====== TEKS SUMBER ======

Jakarta – Angin muson timur adalah satu tipe angin yang bertiup dalam skala regional (skala benua) dan berubah arah azimuth minimal 120 derajat serta terjadi secara periodik 6 bulan sekali. Secara umum angin jenis ini disebut angin muson.
Sue Nicholson dalam bukunya berjudul Cuaca kata muson/monsun/moonsun berasal dari bahasa Arab yakni mausim, yang berarti musim. Kata ini pertama kali digunakan oleh para pelaut Arab untuk menggambarkan angin musiman yang bertiup di sepanjang Laut Arab.
Pada dasarnya angin muson terjadi di sebagian Asia, Australia, dan Afrika. Sebagai benua terbesar, angin muson di Asia disebut yang paling kuat dan bisa menimbulkan dampak yang hebat.
Badan Meteorologi, Klimatologi, dan Geofisika (BMKG) menjelaskan Indonesia sendiri terkena dampak dari 2 tipe angin muson yakni Monsum Timuran (angin muson timur) dan Monsun Baratan (angin muson barat).

====== DATA YANG DIBERIKAN ======

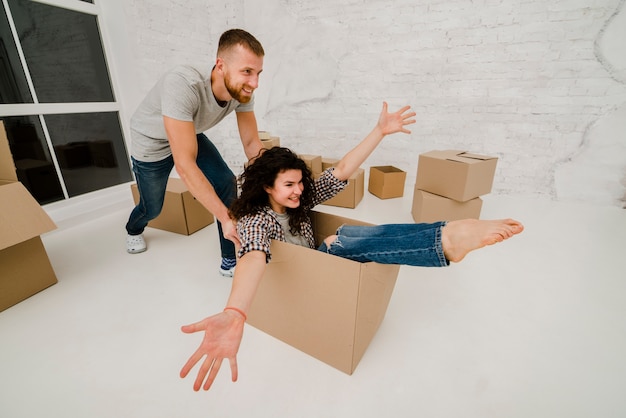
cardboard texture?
[322,168,365,209]
[298,154,322,178]
[322,157,339,171]
[367,165,406,199]
[0,121,57,311]
[261,136,280,149]
[248,212,400,374]
[259,131,280,149]
[130,177,215,235]
[415,150,498,202]
[411,188,483,223]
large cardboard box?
[248,212,400,374]
[415,150,498,202]
[411,188,483,223]
[0,121,57,311]
[367,165,406,199]
[322,168,365,209]
[130,177,215,235]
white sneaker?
[220,267,235,277]
[126,234,148,254]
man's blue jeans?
[126,134,237,259]
[318,222,450,267]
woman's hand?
[378,102,416,136]
[180,310,245,391]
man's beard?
[224,76,252,103]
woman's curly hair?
[230,147,315,233]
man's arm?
[163,116,238,245]
[237,112,263,160]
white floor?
[0,191,626,418]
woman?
[180,103,523,390]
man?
[126,29,265,277]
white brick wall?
[113,0,626,206]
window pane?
[9,0,113,103]
[0,4,33,104]
[2,116,64,205]
[44,112,132,197]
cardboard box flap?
[0,120,17,181]
[446,151,497,164]
[0,182,56,250]
[459,152,498,161]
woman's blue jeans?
[318,222,450,267]
[126,134,237,259]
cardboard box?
[415,150,498,202]
[322,157,339,171]
[130,177,215,235]
[261,136,280,149]
[248,212,400,374]
[298,154,322,178]
[367,165,406,199]
[259,131,280,149]
[0,121,57,311]
[411,188,483,223]
[322,168,365,209]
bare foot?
[441,219,524,263]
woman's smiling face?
[265,169,304,213]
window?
[0,0,132,204]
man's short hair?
[217,29,265,57]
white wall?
[101,0,626,206]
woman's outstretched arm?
[333,102,416,180]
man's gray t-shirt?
[130,66,254,162]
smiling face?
[265,169,304,213]
[217,45,263,103]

======

**SOAL:** Lanjutkan teks tentang angin muson, mulai dari sesudah kalimat terakhirnya.

**JAWABAN:**
Keduanya terbagi secara periodik atau 6 bulan sekali setiap tahunnya. Angin monsun timur bertiup pada bulan April-Oktober, sedangkan monsun barat bertiup bulan Oktober-April setiap tahunnya.
Angin Muson Timur, Penyebab Suhu Pulau Jawa Lebih Dingin
Mengutip buku Geografi karya Sri Hayati, dkk angin muson bisa terjadi karena adanya perbedaan pemanasan antara belahan Bumi utara (BBU) dan belahan Bumi selatan (BBS). Perbedaan pemanasan ini timbul karena gerak semu tahunan Matahari.
Angin muson bisa memengaruhi Indonesia karena secara geografis posisi negara kita berada di antara dua benua yang berseberangan dengan khatulistiwa, yakni Benua Asia (di BBU) dan Benua Australia (BBS).
Pada bulan April-Oktober, Matahari berada di BBU sehingga benua Asia mengalami musim panas. Sementara itu di BBS, benua Australia mengalami musim dingin. Akibatnya, udara di Benua Asia berada pada tekanan yang rendah, sedangkan Benua Australia berada di tekanan tinggi.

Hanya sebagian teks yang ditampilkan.